## WHAT IS EXPECTED
Locate the line that contains "Tag every instance of the denim", then copy it and all later lines of the data below exactly, through the last one.

## GIVEN DATA
....................
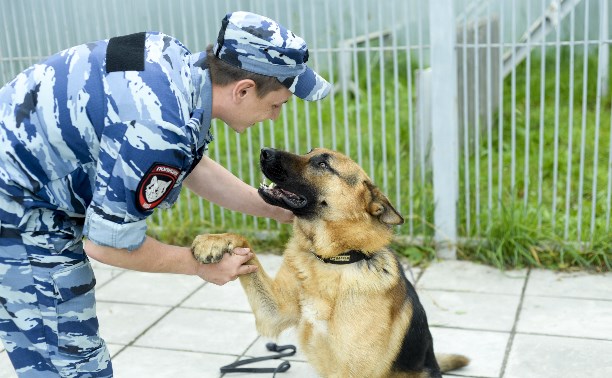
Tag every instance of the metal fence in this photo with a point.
(460, 111)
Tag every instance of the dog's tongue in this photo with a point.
(291, 199)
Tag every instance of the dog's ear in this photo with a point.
(381, 208)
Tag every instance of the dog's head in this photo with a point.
(323, 185)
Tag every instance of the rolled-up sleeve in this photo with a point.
(103, 232)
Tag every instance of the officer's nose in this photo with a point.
(267, 154)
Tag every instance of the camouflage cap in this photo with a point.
(258, 44)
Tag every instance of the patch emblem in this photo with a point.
(156, 185)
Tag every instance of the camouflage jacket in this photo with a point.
(95, 137)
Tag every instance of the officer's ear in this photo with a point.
(241, 89)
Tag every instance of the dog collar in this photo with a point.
(349, 257)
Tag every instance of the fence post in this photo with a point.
(445, 134)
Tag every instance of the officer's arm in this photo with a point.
(212, 181)
(154, 256)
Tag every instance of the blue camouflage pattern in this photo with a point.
(48, 318)
(258, 44)
(76, 142)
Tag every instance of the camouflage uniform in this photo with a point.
(92, 139)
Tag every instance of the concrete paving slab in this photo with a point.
(574, 284)
(202, 331)
(6, 368)
(558, 357)
(164, 363)
(122, 323)
(149, 288)
(228, 297)
(490, 312)
(566, 317)
(113, 349)
(486, 350)
(476, 278)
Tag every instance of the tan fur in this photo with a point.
(351, 319)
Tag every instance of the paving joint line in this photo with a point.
(517, 316)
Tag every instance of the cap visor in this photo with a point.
(310, 86)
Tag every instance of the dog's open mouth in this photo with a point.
(278, 194)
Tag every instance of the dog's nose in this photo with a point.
(267, 154)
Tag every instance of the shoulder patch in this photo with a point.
(156, 185)
(126, 53)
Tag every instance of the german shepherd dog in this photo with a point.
(356, 313)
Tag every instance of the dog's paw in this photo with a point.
(209, 249)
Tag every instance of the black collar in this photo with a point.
(349, 257)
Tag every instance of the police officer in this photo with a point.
(96, 137)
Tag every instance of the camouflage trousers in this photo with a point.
(48, 320)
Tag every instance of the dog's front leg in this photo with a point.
(274, 303)
(209, 248)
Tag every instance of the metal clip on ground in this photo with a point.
(272, 347)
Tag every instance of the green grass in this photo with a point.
(518, 231)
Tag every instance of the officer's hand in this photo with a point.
(285, 216)
(228, 268)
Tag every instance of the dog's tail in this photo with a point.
(448, 362)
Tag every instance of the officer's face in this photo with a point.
(256, 109)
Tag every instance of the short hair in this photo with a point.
(223, 73)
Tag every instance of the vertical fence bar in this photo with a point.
(421, 126)
(570, 129)
(513, 188)
(476, 123)
(556, 127)
(383, 116)
(500, 122)
(396, 111)
(410, 124)
(585, 76)
(343, 77)
(356, 85)
(444, 125)
(604, 50)
(601, 67)
(541, 125)
(332, 97)
(465, 128)
(526, 176)
(369, 96)
(489, 121)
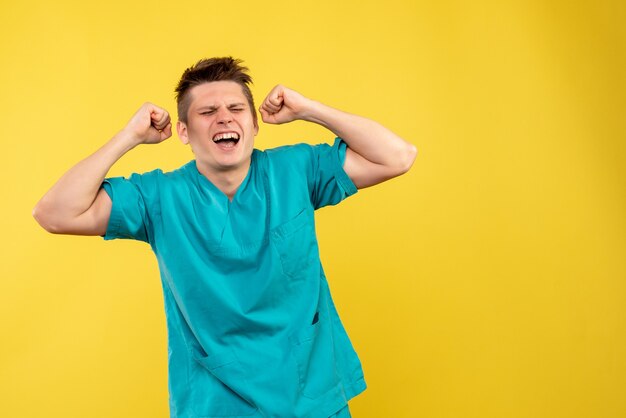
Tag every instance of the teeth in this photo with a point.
(226, 135)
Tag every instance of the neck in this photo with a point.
(227, 181)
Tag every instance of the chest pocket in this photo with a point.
(295, 243)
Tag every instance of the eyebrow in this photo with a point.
(213, 107)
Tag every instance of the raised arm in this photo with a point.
(76, 204)
(375, 154)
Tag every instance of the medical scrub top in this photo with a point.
(252, 328)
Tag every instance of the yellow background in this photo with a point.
(487, 282)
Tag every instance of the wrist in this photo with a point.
(126, 140)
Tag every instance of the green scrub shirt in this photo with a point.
(252, 328)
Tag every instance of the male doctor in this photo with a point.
(252, 328)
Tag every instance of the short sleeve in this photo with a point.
(130, 214)
(331, 184)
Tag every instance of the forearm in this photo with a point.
(76, 190)
(366, 137)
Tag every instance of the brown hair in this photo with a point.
(213, 69)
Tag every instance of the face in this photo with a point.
(220, 127)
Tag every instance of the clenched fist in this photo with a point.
(149, 125)
(284, 105)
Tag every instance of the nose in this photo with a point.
(224, 116)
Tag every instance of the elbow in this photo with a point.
(43, 218)
(408, 158)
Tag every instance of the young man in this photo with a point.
(252, 329)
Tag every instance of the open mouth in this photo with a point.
(226, 139)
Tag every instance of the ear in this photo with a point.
(181, 128)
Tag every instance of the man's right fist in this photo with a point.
(150, 125)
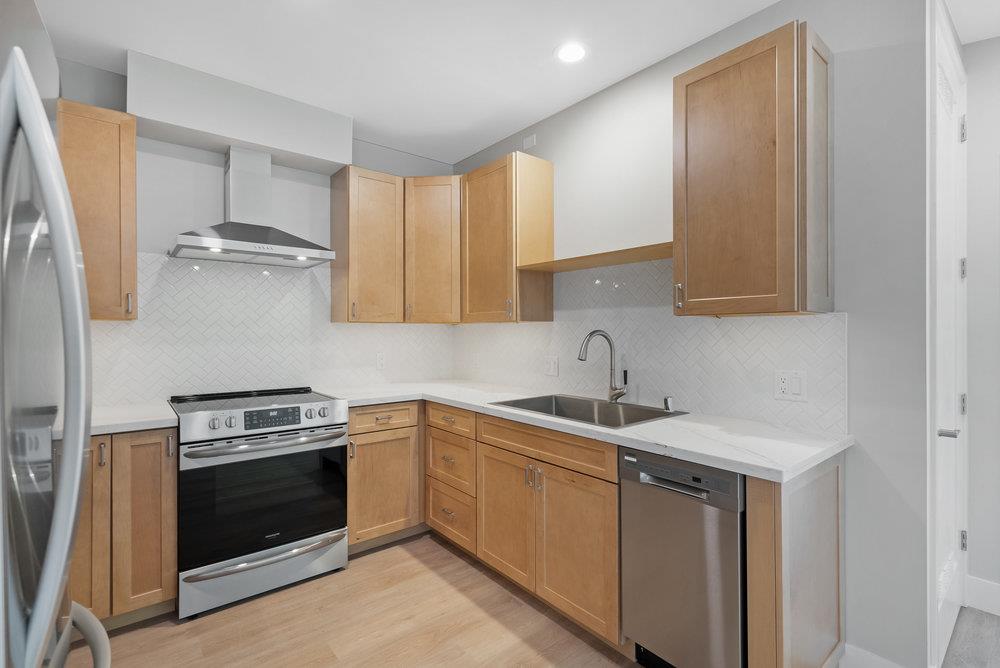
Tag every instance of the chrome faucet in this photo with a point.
(614, 391)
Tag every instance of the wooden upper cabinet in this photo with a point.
(507, 222)
(90, 567)
(144, 519)
(97, 148)
(384, 483)
(742, 239)
(433, 253)
(367, 236)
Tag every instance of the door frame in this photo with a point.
(943, 51)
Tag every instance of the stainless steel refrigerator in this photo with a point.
(44, 360)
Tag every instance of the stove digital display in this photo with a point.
(271, 417)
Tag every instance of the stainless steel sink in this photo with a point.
(591, 411)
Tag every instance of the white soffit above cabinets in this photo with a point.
(439, 79)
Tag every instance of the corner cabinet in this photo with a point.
(432, 206)
(366, 233)
(506, 223)
(97, 148)
(751, 171)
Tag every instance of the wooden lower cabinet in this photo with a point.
(143, 519)
(90, 566)
(452, 514)
(383, 483)
(576, 547)
(505, 528)
(554, 532)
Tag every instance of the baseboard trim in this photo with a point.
(982, 594)
(855, 657)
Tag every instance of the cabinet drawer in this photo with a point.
(452, 459)
(363, 419)
(452, 514)
(455, 420)
(576, 453)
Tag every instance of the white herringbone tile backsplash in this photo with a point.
(723, 366)
(216, 326)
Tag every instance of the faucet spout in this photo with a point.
(615, 392)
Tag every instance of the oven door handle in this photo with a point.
(248, 448)
(321, 542)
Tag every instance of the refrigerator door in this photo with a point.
(44, 366)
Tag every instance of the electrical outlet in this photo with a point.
(790, 386)
(551, 365)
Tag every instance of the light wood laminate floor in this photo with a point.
(418, 603)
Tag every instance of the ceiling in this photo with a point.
(437, 78)
(975, 19)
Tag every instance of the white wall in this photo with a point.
(982, 64)
(612, 155)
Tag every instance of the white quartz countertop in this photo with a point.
(744, 446)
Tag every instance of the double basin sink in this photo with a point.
(590, 411)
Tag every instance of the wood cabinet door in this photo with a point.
(488, 290)
(505, 527)
(143, 519)
(433, 254)
(97, 147)
(383, 483)
(376, 247)
(90, 567)
(735, 181)
(576, 547)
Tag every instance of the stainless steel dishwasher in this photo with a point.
(683, 556)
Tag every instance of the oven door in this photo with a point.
(242, 496)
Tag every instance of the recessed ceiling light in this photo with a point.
(571, 52)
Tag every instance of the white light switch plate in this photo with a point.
(790, 386)
(550, 364)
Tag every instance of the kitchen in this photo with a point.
(381, 313)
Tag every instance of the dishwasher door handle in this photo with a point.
(679, 487)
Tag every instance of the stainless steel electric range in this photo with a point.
(262, 492)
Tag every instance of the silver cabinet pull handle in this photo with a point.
(328, 539)
(223, 450)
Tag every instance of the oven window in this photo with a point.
(235, 509)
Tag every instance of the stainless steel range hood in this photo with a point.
(247, 236)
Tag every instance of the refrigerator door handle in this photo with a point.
(17, 84)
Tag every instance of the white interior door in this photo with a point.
(949, 456)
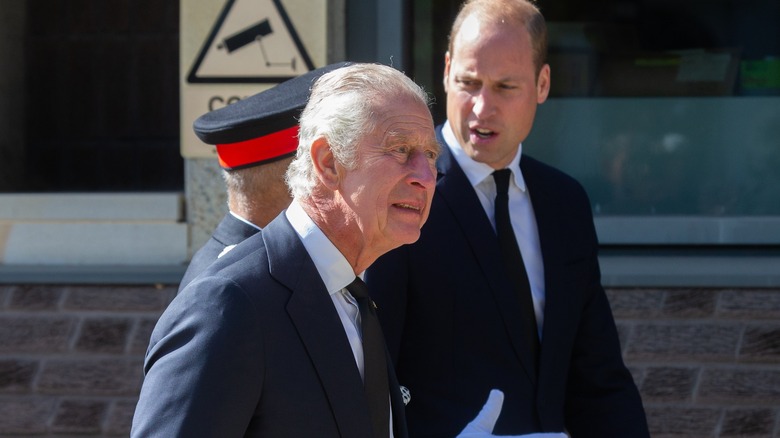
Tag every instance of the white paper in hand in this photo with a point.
(482, 426)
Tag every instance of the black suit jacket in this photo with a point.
(230, 231)
(453, 325)
(253, 347)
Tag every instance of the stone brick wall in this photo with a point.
(707, 361)
(71, 357)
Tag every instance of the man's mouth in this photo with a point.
(408, 207)
(483, 133)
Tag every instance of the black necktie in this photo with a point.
(375, 378)
(513, 261)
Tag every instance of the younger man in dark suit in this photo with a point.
(502, 290)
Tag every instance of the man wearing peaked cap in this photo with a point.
(255, 139)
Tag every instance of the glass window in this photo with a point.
(661, 108)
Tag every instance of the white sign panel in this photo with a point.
(243, 48)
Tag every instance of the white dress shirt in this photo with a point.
(337, 274)
(521, 212)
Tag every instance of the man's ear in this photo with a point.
(446, 69)
(543, 84)
(325, 164)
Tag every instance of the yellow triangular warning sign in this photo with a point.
(252, 41)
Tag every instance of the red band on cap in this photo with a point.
(257, 150)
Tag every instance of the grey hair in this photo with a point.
(342, 109)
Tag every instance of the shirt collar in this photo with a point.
(475, 171)
(333, 267)
(237, 216)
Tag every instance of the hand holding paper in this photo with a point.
(482, 426)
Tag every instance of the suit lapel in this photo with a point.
(456, 190)
(311, 311)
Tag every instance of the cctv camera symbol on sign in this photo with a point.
(252, 41)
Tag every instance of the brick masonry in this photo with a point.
(707, 361)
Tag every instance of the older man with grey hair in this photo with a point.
(269, 341)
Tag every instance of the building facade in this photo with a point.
(667, 111)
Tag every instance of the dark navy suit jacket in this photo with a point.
(254, 347)
(453, 326)
(230, 231)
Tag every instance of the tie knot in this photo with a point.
(358, 289)
(502, 180)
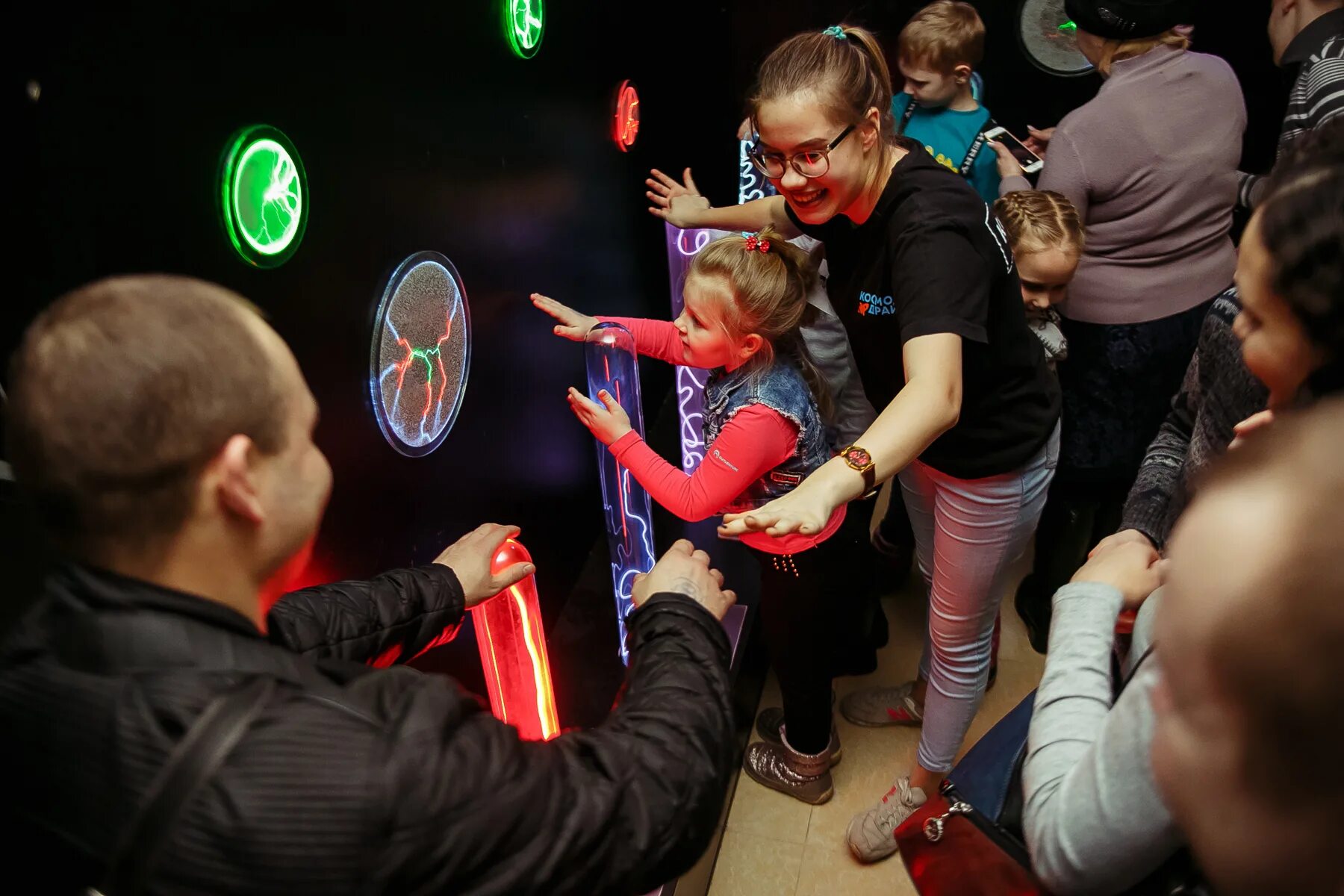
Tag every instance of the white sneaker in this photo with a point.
(871, 835)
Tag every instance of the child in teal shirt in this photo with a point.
(937, 53)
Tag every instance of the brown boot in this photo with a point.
(781, 768)
(771, 722)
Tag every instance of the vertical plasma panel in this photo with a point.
(512, 645)
(613, 366)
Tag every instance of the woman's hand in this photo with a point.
(571, 324)
(606, 421)
(803, 511)
(1250, 425)
(675, 202)
(1008, 166)
(1039, 140)
(1135, 570)
(1124, 536)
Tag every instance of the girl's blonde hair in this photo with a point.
(769, 299)
(1041, 220)
(1115, 50)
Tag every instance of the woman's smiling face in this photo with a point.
(797, 124)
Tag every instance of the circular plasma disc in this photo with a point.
(1050, 38)
(421, 354)
(264, 195)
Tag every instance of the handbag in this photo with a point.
(967, 839)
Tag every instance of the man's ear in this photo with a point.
(234, 480)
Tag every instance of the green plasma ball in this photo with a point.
(524, 23)
(264, 196)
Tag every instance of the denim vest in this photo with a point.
(783, 390)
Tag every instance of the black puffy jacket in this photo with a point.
(352, 780)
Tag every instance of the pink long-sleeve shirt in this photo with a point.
(756, 441)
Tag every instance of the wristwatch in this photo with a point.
(860, 461)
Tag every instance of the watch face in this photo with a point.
(856, 457)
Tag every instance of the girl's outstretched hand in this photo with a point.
(571, 324)
(672, 200)
(794, 512)
(606, 421)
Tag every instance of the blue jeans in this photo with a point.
(968, 532)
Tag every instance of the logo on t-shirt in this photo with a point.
....................
## WORKED ANSWER
Tag every instance of the denim vest in this photo with a point.
(783, 390)
Tag every instance of the black puffy jacket in this photo with a point.
(352, 780)
Tag every instance of the pink long-sleeve shirt in this photo with a point.
(756, 441)
Tag every instance of the wristwatch in this photo with a point.
(860, 461)
Tag every instance of the watch face in this photo with a point.
(856, 457)
Tag every instance of the girl's outstretched hand in this photo with a point.
(571, 324)
(672, 200)
(794, 512)
(606, 421)
Tag every instance of the blue jeans in this photo with a point.
(968, 532)
Tag every instance of the logo on t-shirt in this photo with a point.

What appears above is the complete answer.